→ **FRAGMENT DO PRZECZYTANIA**
☆ ☆ ☆ ☆ ☆ ☆ ☆

Ale dla samej Shakiry odpowiedź nie jest taka oczywista. Dla niej bowiem ważniejsza od kariery zawsze była rodzina.
"Rzecz w tym, że byłam mu oddana. Żyłam dla rodziny, dla niego. Dlatego moja kariera była na trzecim miejscu. Ostatni raz wydałam album sześć lat temu. Moim priorytetem był mój dom. Wierzyłam w miłość do grobowej deski. Pielęgnowałam to marzenie dla siebie i moich dzieci. Zresztą obserwowałam moich rodziców, którzy są ze sobą od 50 lat i wciąż kochają się tak, jak pierwszego dnia, miłością wyjątkową. Moja mama nie odstępuje mojego chorego taty. Wiem zatem, że to możliwe i tego właśnie chciałam dla siebie i moich dzieci. Ale tak się nie stało. A kiedy życie daje ci cytrynę, musisz zrobić lemoniadę i to właśnie robię" - przyznała.
Shakira rozlicza się z przeszłością w piosenkach
Tą lemoniadą była piosenka "Music Sessions Vol.53". Shakira wprost odniosła się w niej do zdrad Pique i kpiła z jego kochanki, co sprawiło, że przebój nazwano "utworem zemsty".
Stał się też nieformalnym hymnem wielu kobiet, które - podobnie jak Shakira - zostały zdradzone i porzucone przez partnerów. Utwór pobił 14 rekordów Guinnessa, trafił na szczyty wielu list przebojów, a ostatnio zdobył kilka nominacji do Latin Grammy Awards. W wywiadzie dla "Billboard" Shakira opowiedziała o kulisach jego tworzenia.
"Podczas sesji nagraniowej ludzie w moim zespole odradzali mi ten utwór. Mówili: 'Proszę zmień to, nawet nie myśl o tym, żeby napisać te teksty'. A ja pytałam dlaczego? Nie jestem dyplomatką, nie pracuję w ONZ. Jestem artystką i mam prawo pracować nad swoimi emocjami właśnie poprzez muzykę. To moja terapia, ale także terapia dla wielu ludzi. Użyczam swojego głosu wielu kobietom, które być może również chciały powiedzieć to samo, co ja, ale nie miały wystarczającej odwagi" - stwierdziła.
Rozwód to niejedyny problem piosenkarki. Życie jej nie oszczędza
Ale samej piosenkarce ten "utwór zemsty" wielkiej satysfakcji nie przyniósł. Ulgi nie dają jej też kolejne sukcesy. Także z powodu tego, co dotknęło jej ukochanego ojca.

☆ ☆ ☆ ☆ ☆ ☆ ☆

→ **MATERIAŁ DO PRACY**

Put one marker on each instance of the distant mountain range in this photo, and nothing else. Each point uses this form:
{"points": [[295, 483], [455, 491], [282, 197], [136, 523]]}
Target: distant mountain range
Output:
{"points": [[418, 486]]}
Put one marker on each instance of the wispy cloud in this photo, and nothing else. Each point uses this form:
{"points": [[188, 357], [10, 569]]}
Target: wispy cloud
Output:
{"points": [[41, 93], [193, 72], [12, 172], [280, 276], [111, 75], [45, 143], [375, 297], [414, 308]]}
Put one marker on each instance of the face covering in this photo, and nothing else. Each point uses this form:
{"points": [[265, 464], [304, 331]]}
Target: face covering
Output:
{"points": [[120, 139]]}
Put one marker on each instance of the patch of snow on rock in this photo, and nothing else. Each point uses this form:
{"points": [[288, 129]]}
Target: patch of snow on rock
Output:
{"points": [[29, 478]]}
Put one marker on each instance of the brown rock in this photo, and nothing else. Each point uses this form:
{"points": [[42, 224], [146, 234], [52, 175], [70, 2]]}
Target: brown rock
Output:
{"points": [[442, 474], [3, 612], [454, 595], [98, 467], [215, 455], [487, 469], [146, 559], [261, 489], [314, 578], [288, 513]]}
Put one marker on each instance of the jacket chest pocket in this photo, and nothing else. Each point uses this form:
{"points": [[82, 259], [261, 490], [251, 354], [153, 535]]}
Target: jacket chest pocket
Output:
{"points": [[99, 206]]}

☆ ☆ ☆ ☆ ☆ ☆ ☆

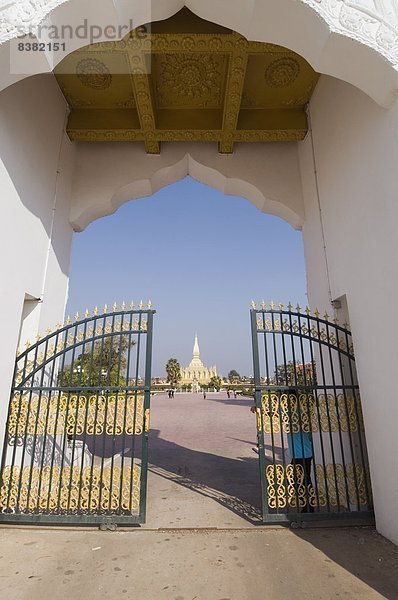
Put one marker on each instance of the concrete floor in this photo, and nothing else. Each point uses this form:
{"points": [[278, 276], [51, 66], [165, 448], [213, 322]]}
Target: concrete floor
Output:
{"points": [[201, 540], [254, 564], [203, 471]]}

☆ ☆ ☆ ☆ ☆ ☆ ☆

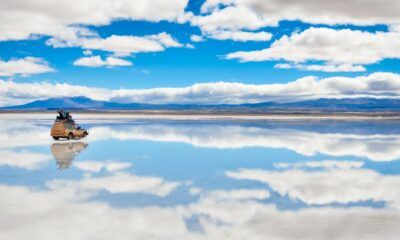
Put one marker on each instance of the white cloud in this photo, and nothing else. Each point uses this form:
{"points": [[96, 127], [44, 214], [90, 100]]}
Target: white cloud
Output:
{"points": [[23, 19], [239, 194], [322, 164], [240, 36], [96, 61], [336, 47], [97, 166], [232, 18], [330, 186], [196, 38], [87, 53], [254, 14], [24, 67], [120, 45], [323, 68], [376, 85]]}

☆ ☆ ☆ ☆ ☆ ☆ ☆

→ **ZESTAW ZADAŃ**
[1] Określ, czy poniższe stwierdzenia są zgodne z tekstem o Shakirze: (a) Shakira wydała ostatni album sześć lat przed udzieleniem tej wypowiedzi; (b) ludzie z zespołu Shakiry zachęcali ją do napisania tego utworu; (c) utwór pobił 14 rekordów Guinnessa. Przy każdym odpowiedz „tak” lub „nie” i przytocz dosłownie rozstrzygające słowa tekstu.
[2] Przytocz dosłownie fragment tekstu o Shakirze od słów „Rozwód to niejedyny” do słów „jej ukochanego ojca.” włącznie.
Rekordy nie mają żadnego związku z tekstem o Shakirze.

→ **ROZWIĄZANIA ZADAŃ**
[1]
(a) Tak: „Ostatni raz wydałam album sześć lat temu.”
(b) Nie: „Podczas sesji nagraniowej ludzie w moim zespole odradzali mi ten utwór.”
(c) Tak: „Utwór pobił 14 rekordów Guinnessa”

[2]
Rozwód to niejedyny problem piosenkarki. Życie jej nie oszczędza
Ale samej piosenkarce ten "utwór zemsty" wielkiej satysfakcji nie przyniósł. Ulgi nie dają jej też kolejne sukcesy. Także z powodu tego, co dotknęło jej ukochanego ojca.